▶ **Direction**: Copy the listing below line for line, without any change, and leave out the pictures.

────

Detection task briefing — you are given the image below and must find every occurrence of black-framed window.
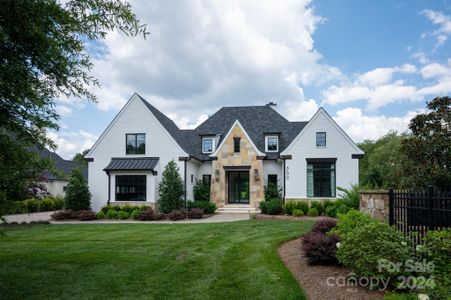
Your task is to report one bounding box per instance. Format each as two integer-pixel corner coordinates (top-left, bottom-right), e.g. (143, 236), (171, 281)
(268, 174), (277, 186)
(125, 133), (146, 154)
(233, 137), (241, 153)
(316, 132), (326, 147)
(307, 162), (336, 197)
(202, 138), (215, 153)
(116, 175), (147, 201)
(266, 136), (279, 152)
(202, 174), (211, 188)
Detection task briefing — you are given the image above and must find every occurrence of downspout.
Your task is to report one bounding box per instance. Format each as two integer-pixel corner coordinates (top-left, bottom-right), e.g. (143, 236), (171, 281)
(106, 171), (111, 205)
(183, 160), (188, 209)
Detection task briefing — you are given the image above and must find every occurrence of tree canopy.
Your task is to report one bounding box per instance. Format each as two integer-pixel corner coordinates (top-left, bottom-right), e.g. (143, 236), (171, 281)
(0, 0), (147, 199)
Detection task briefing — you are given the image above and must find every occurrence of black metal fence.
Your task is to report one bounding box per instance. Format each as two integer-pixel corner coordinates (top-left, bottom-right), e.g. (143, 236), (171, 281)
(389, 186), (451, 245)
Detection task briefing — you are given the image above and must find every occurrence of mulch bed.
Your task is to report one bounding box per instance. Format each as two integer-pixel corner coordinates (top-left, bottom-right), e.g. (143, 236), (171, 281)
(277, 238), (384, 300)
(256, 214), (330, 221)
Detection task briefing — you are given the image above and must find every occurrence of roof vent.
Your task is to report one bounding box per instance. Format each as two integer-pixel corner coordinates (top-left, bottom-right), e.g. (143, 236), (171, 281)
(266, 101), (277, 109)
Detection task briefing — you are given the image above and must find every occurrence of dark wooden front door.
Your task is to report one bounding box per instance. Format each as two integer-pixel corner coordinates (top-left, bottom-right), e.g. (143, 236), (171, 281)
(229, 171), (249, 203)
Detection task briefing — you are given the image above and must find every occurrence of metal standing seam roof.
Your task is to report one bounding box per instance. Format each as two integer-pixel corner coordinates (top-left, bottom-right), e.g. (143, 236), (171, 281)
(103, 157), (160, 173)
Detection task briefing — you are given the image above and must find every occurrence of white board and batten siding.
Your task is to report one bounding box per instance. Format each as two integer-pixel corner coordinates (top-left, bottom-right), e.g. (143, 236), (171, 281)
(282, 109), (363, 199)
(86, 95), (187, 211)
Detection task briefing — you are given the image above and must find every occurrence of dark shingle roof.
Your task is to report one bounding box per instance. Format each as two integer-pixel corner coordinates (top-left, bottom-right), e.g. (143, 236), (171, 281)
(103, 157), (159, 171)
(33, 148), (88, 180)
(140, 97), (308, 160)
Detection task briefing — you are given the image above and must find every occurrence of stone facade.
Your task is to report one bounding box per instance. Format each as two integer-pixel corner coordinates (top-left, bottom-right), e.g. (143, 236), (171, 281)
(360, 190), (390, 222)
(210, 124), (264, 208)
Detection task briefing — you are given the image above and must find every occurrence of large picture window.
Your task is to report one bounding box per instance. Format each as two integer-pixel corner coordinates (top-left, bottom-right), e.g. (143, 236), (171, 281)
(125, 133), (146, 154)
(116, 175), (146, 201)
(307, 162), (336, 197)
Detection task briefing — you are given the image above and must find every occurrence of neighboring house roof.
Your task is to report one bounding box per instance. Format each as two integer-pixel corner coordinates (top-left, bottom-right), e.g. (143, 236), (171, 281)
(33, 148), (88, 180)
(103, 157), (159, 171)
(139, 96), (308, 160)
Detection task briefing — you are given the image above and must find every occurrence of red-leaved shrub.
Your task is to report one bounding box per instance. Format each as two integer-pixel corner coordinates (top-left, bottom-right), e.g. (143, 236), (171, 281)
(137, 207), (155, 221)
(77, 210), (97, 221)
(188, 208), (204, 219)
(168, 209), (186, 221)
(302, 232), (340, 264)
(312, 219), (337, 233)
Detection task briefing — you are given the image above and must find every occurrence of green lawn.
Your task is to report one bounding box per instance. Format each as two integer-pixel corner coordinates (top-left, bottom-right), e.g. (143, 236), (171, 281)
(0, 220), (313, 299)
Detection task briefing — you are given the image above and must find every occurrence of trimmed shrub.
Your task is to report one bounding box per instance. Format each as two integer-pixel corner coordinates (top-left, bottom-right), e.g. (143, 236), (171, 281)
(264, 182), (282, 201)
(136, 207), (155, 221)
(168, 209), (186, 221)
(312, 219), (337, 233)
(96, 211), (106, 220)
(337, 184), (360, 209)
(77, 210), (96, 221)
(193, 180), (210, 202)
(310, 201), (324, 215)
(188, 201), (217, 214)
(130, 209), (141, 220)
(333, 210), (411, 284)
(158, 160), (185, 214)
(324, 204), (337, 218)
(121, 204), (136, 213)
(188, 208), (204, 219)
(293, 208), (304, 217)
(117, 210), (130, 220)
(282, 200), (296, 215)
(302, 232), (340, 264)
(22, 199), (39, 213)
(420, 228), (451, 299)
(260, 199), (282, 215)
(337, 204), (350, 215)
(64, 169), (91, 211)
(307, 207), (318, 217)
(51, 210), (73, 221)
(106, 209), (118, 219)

────

▶ **Solution**:
Detection task briefing — you are given the image below and must find every occurrence of black-framed window.
Your task is to report one bounding box per instance. Format each as two integer-pixel corner coordinates (top-left, bottom-right), e.g. (143, 236), (171, 281)
(268, 174), (277, 186)
(125, 133), (146, 154)
(233, 137), (241, 153)
(316, 132), (326, 147)
(307, 162), (336, 197)
(202, 138), (215, 153)
(116, 175), (147, 201)
(266, 136), (279, 152)
(202, 174), (211, 188)
Detection task briefing — you are given the image above and must find every occurrence of downspout.
Your task is to report one bounding box per instance. Format each as two integer-pixel corner coordinates (top-left, bottom-right), e.g. (143, 236), (171, 281)
(106, 171), (111, 205)
(183, 160), (188, 209)
Detection task briefing — you are given the image above and must find every occurrence of tree canopy.
Your task is to report one bounding box per instance. Format each as two integer-pixel corner coordinates (top-left, bottom-right), e.g. (143, 236), (171, 281)
(0, 0), (147, 199)
Detection task briefing — you are given the image above and must find every occurrence of black metal fence.
Your task is to report one bounding box per instance. Format each as two integer-pixel corner coordinates (top-left, bottom-right), e.g. (143, 236), (171, 281)
(389, 186), (451, 245)
Detection task briefing — you are given the image above and must find every occurrence of mulch bed.
Your task is to report one bounding box per instance. Format each as two integer-pixel corner coordinates (top-left, bottom-right), e.g. (143, 236), (171, 281)
(277, 238), (384, 300)
(256, 214), (330, 221)
Detection task briefing — you are given the image above and must find every occurrence of roof vent.
Your task is to report one bounding box per instance. Format each as two integer-pixel corner coordinates (top-left, bottom-right), e.g. (143, 236), (171, 281)
(266, 101), (277, 109)
Detection task briefing — you are given the image above and must find every occurrence of dark wooden front door.
Your task is to report one bounding box per instance. Format each as two integer-pixel corner coordinates (top-left, bottom-right), e.g. (143, 236), (171, 281)
(229, 171), (249, 203)
Detection task briefing — you are given the image above and must find every occurrence of metal standing seam roof.
Your task is to report one bounding box per instance. Format each as two integer-pixel corner coordinates (top-left, bottom-right), e.g. (143, 236), (171, 281)
(103, 157), (160, 173)
Detection task briefing — you are given the image above and must find every occurrence of white board and batten siding.
Your task is to report one bounding box per instance. Format each as two integer-pixel corner coordinates (top-left, bottom-right), e.g. (143, 236), (171, 281)
(282, 109), (363, 199)
(86, 95), (187, 211)
Detection task briefing — you are given the image above and must find every occurrence of dark shingle roof.
Your task is to report one bounding box per instance. Format each as two integer-pixel corner coordinates (top-left, bottom-right), e.g. (143, 236), (171, 281)
(103, 157), (159, 171)
(33, 148), (88, 180)
(140, 97), (308, 160)
Detection task briefing — you are given the image above and must find every occurrence of stone facade.
Your task is to report one bounding box per instance. Format each as two integer-pixel corner coordinates (top-left, bottom-right), e.g. (143, 236), (171, 281)
(360, 190), (390, 222)
(210, 124), (264, 208)
Detection task briefing — you are given the image above and must find every occurrence of large picture window.
Your task is to report one bounding box per instance. Format each as two integer-pixel corner coordinates (top-left, bottom-right), e.g. (143, 236), (171, 281)
(125, 133), (146, 154)
(116, 175), (146, 201)
(307, 162), (336, 197)
Detection task briefing — you are given the image above and must find every occurrence of neighboring house roof.
Your task is to report one bounding box per instance. Format each as two integer-pixel corner coordinates (top-left, bottom-right), e.g. (143, 236), (171, 281)
(33, 148), (88, 180)
(103, 157), (159, 171)
(139, 96), (308, 160)
Detection task briefing — you are given the image above and must find every occurrence of red-leaved shrub.
Your task is to report one bounding box per instance. Format each as two integer-pixel corner coordinates (top-left, bottom-right), e.g. (143, 236), (171, 281)
(137, 207), (155, 221)
(77, 210), (97, 221)
(188, 208), (204, 219)
(168, 209), (186, 221)
(302, 232), (340, 264)
(312, 219), (337, 233)
Detection task briefing — you are given the image above and must find every occurrence of green lawn.
Your task is to report one bounding box per instance. Format each as two integer-pixel corner coordinates (top-left, bottom-right), e.g. (143, 236), (171, 281)
(0, 220), (313, 299)
Detection task briefing — you are given the image above and must find every occurrence of trimmed shrub.
Your task is to report one bounding box per instance. Format each as two integer-pixel corner coordinates (top-left, bottom-right), e.g. (143, 236), (171, 281)
(264, 182), (282, 201)
(136, 207), (155, 221)
(168, 209), (186, 221)
(312, 219), (337, 233)
(96, 211), (106, 220)
(337, 184), (360, 209)
(77, 210), (96, 221)
(193, 180), (210, 202)
(310, 201), (324, 215)
(188, 201), (217, 214)
(130, 209), (141, 220)
(333, 210), (411, 284)
(158, 160), (185, 214)
(324, 204), (337, 218)
(121, 204), (136, 213)
(188, 208), (204, 219)
(293, 208), (304, 217)
(117, 210), (130, 220)
(282, 200), (296, 215)
(302, 232), (340, 264)
(22, 199), (39, 213)
(420, 228), (451, 299)
(260, 199), (282, 215)
(337, 204), (350, 215)
(64, 169), (91, 211)
(307, 207), (318, 217)
(51, 210), (73, 221)
(106, 209), (118, 219)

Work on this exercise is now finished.